§ What the task requires: Transcribe all the entries word for word, but omit the images.

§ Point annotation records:
•••••
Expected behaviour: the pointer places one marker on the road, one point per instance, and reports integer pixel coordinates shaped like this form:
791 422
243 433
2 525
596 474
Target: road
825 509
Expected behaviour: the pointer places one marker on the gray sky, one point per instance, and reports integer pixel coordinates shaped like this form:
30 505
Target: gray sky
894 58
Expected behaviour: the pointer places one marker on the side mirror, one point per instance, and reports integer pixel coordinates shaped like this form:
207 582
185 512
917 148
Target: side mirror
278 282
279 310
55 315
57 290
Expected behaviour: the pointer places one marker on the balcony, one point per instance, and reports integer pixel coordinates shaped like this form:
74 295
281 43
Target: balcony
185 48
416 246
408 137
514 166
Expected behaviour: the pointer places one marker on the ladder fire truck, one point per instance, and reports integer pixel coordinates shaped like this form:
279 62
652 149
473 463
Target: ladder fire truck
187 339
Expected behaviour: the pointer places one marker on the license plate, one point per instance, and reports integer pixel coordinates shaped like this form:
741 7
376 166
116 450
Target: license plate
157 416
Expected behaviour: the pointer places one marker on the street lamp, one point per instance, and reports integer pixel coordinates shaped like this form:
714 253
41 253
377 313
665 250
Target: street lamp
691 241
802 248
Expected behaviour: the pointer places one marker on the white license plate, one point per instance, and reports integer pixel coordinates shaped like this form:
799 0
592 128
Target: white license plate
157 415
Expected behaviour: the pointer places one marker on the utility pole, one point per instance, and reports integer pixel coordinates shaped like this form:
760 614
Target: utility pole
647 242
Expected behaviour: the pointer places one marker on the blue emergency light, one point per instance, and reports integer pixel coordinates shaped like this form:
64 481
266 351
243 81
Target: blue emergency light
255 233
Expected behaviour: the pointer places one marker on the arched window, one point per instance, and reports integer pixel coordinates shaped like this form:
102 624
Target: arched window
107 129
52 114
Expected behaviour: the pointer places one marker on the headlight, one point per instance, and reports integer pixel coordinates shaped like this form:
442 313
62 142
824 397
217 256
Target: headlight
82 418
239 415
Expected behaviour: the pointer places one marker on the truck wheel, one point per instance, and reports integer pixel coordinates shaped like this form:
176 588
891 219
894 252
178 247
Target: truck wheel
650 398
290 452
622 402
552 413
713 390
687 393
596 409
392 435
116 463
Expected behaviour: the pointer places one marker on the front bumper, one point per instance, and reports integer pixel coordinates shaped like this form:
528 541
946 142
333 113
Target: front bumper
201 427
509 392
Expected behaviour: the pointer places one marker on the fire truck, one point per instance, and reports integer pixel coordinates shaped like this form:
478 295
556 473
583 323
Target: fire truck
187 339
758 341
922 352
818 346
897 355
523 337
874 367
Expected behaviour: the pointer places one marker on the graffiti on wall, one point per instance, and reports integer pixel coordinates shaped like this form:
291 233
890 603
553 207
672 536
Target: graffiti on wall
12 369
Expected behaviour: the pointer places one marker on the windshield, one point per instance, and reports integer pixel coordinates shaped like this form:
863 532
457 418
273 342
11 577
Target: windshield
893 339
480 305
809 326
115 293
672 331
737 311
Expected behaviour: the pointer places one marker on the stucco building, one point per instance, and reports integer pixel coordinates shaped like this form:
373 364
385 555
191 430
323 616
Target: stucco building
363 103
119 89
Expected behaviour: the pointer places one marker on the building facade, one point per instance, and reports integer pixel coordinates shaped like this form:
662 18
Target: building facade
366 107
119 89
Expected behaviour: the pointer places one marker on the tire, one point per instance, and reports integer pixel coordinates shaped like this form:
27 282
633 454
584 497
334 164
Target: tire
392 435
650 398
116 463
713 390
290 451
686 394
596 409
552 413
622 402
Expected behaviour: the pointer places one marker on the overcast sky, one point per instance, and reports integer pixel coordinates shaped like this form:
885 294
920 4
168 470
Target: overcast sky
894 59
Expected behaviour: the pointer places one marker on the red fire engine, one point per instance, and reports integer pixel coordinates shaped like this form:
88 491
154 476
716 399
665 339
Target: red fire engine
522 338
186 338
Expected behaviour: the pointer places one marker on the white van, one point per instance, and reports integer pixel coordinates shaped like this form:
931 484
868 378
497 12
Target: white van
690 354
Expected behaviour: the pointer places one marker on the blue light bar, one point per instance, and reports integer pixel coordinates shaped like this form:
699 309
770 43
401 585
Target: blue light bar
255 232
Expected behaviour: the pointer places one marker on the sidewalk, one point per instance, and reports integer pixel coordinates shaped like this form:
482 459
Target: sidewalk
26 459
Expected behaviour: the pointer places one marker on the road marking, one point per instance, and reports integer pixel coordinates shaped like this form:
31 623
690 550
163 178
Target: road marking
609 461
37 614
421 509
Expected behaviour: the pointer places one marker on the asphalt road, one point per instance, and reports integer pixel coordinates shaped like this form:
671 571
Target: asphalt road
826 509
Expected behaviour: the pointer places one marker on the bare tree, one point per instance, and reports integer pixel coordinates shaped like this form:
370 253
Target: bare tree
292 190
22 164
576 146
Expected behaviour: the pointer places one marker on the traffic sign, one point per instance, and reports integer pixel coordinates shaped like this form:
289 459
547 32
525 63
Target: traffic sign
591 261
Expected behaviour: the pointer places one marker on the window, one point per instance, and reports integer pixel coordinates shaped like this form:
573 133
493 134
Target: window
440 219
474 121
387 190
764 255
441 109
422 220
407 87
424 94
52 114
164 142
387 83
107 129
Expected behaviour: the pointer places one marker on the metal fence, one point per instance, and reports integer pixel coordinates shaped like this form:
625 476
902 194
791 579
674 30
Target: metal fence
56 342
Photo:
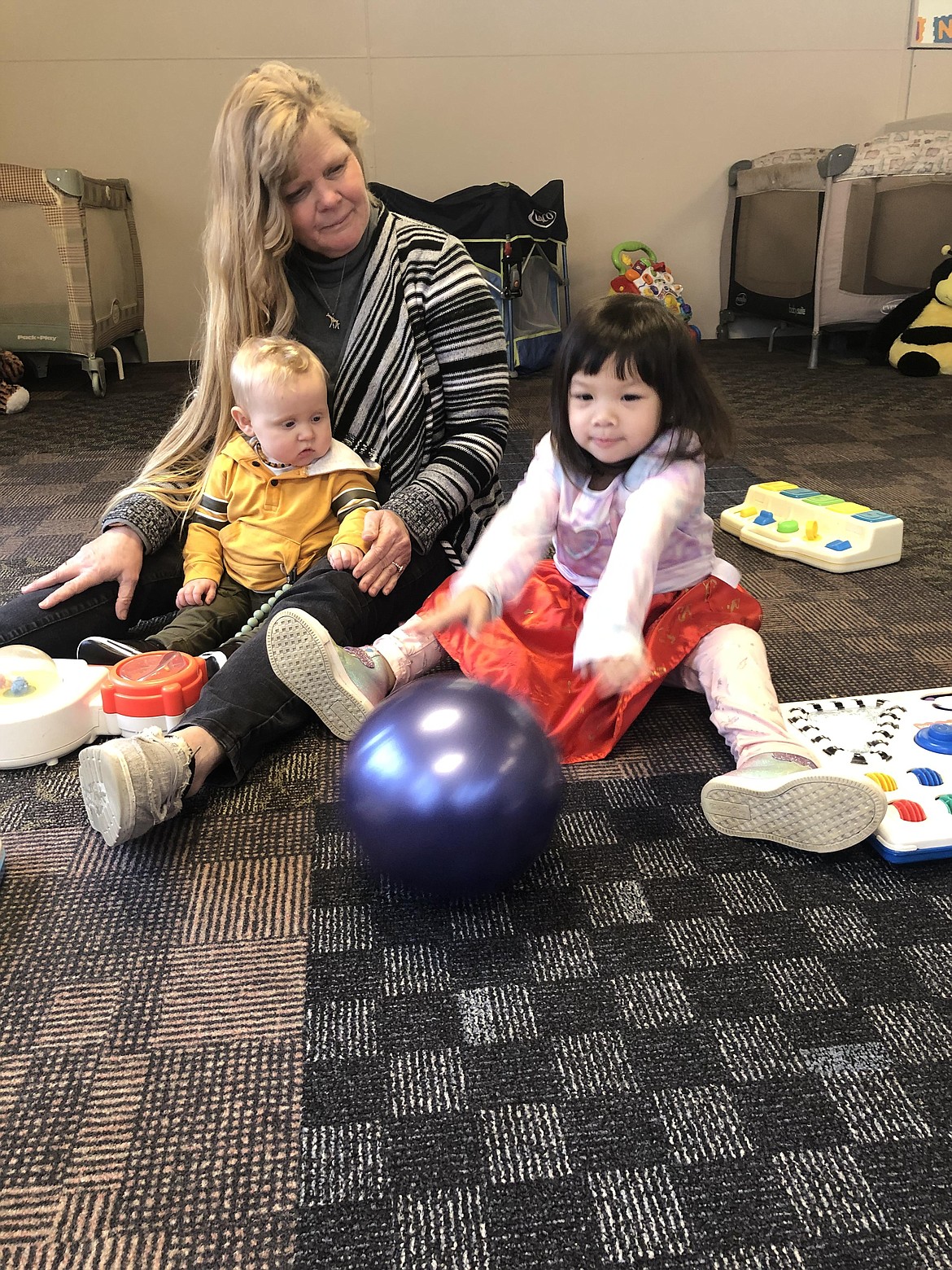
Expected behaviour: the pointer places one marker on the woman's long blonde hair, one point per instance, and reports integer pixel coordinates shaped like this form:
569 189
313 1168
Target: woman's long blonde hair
247 236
•••••
§ Result:
Expected behaviour: the pointer places one marker on the road, one point per instance, and reports integer pixel coordinates shaped like this form:
791 422
243 433
2 525
596 474
Target: road
825 509
Expected behaviour: the pointer places one marker on the gray sky, one point per instance, and reports integer pixel coordinates shaped like this form:
30 505
Target: gray sky
894 58
Expected behaviour: the pointer places one marker on the side mirror, one point per instance, and reports integer pixel coordinates shaped like this form:
207 582
185 512
917 148
Target: side mirror
278 282
279 310
55 315
57 290
Expected behaviour: the pointer places one marker on the balcony, one point per instance, and reports integer pixel coordinates shaped like this form:
74 295
281 43
Target: balcony
185 48
416 246
408 137
514 166
Expected behaviour: the pointer places one marker on the ladder fire truck, one point per instance, and reports integer pixel coordinates shaped like this form:
279 62
652 149
473 463
Target: ladder fire truck
187 339
Expected behaviour: the pointer places one marker on the license plate, one point per instance, and reports integer pixel coordinates shaped like this form:
741 7
376 166
116 450
Target: license plate
157 416
Expected behaviour: the pointer places one marker on the street lamp, one point per instance, and reports integer pixel coordinates shaped like this form:
714 253
41 253
377 313
665 250
Target: street lamp
691 241
802 248
Expected behaviour: the pointer places one marker on the white license plate, one point per instance, and reports integer pixel coordinates shaped like this form:
799 0
592 128
Target: white license plate
157 415
Expected behaviour: the pointer places one marker on the utility pole, one point per instance, and reports integer pixel coordinates shaped like this form:
760 614
Target: utility pole
647 242
Expected behaviour: the pointer places one marker on the blue emergency light, one point per instance, and reports integer pixel coordinates shaped like this form:
64 481
266 351
243 81
Target: blue emergency light
255 233
Expected behaviour: the pointer places one marker on the arched window, one point per instance, and reports integer pixel coordinates shaped like this form:
102 624
Target: arched window
107 129
52 114
Expected behaviour: the pointer places one marker on the headlight, one point per instance, and reports integer pixel coordinates shaped like this form:
442 313
62 142
824 397
217 256
Target: headlight
82 418
239 415
Expected behaviour: the pointer places one marker on the truck wheel, one point per instance, and reports integer pixel coordinates shaped like this form:
176 588
891 219
894 252
178 247
Target: truck wheel
650 398
290 452
622 402
552 413
713 390
687 393
596 409
392 435
116 463
Expected behaviour: the pointer places one marker on the front bumper, one point per instance, and reports integer pixel coordinates shaped like this form:
528 541
946 142
333 113
Target: front bumper
201 427
509 392
Expected behaviour: the pointer places one marker on the fire truck, one point per instance, and reports integer pixel coordinates shaped like this form:
478 295
556 473
583 323
Target: fire truck
187 339
758 341
922 352
818 346
897 355
523 337
874 367
Expected behaviour: the pointer places one marker on the graffiti on wall, one point per instance, and reports integer pixel coordinates shaped like this form:
291 233
890 603
553 207
672 536
Target: graffiti on wall
12 369
Expected behaviour: the pointer places one marker on the windshield, one point per instance, and reports integer pixel coordinates shaped like this form:
863 532
457 418
273 342
11 577
Target: windshield
893 339
480 305
809 326
115 293
672 331
737 311
Expected behaviour: the pointer places one marker on the stucco building, one point per instance, and reports integer pixel coordinates shaped like this form:
373 364
385 555
191 430
323 616
Target: stucco building
363 103
119 89
Expected behaviour: the pointer places one marker on the building facade, one point per instance, and reports integer pixel coordinates shaped like this form:
662 18
Target: building facade
366 107
119 89
Expected behaviour: the pointer places one marker on the tire, one point per instance, and reports integer pixel coordinates shaped like this form:
27 282
633 454
584 497
334 164
Target: tire
392 435
650 398
116 463
713 390
290 451
686 394
596 409
552 413
622 402
Expected behaviour: the pointer places one marker on the overcast sky, one point per instance, and reports integer pixel coordinates shaped like this form:
885 294
920 4
168 470
Target: overcast sky
894 59
Expected behaviour: the pointer places one marker on the red fire engine, one point per instance, and reports integer pixel coordinates shaped like this form:
88 491
154 476
716 399
665 339
Target: red fire engine
522 338
186 338
Expected behaviour: the pointer places one marker on the white van, one point per instance, and reports integer pixel coordinates shaped like this form:
931 484
868 378
497 12
Target: white van
690 354
Expected behaviour: the pointer places one marker on the blue light bar, one point per instance, and reports integer pixel coordinates shaped like this form:
699 309
770 43
401 585
Target: blue light bar
255 232
Expected behaviour: the pointer places one marker on the sidewalk, one point per instance, and reports integer pixel coordinates shaped like this form:
482 459
Target: sidewalk
26 459
Expected behaviour: the pointer places one marker on the road marking, one point per instance, and reports integer pixel coordinates shaped like this form:
31 623
690 550
163 178
Target: road marking
609 461
37 614
421 509
Expected behaviour: the pointer places one marker on the asphalt road, one point per instance, and reports integer pixel coordinates shaped like this form:
671 571
Target: asphalt road
826 509
Expected behaviour: the pointer places one marker on the bare tree, one point per instance, and reports integer pixel coordinates shaped like this form:
370 253
Target: bare tree
292 190
22 164
576 146
Expected behaviour: the pointer places one marker on the traffic sign, one point per instance, and reports integer pixel coordinates shaped like this form:
289 459
547 32
525 63
Target: traffic sign
591 261
Expected behaviour: the pointer places one marker on the window, one point per instance, and reports integer pixel coordinates shaped like this form:
573 133
493 134
Target: window
440 219
474 121
387 190
764 255
441 109
422 220
407 87
424 94
52 114
164 142
387 83
107 129
Expected behaviour: the pointer places one marker on the metal fence, one point per instance, and reports integer pixel coordinates shaped like this form:
625 476
902 194
791 579
674 30
Target: metal fence
56 342
Photo:
Expected behaviour: the pointer places one marker on the woman's long blonde hair, one point per instance, and reports integer pixel coordinates shaped like this form:
569 189
313 1168
Target: woman's long blonde hair
247 236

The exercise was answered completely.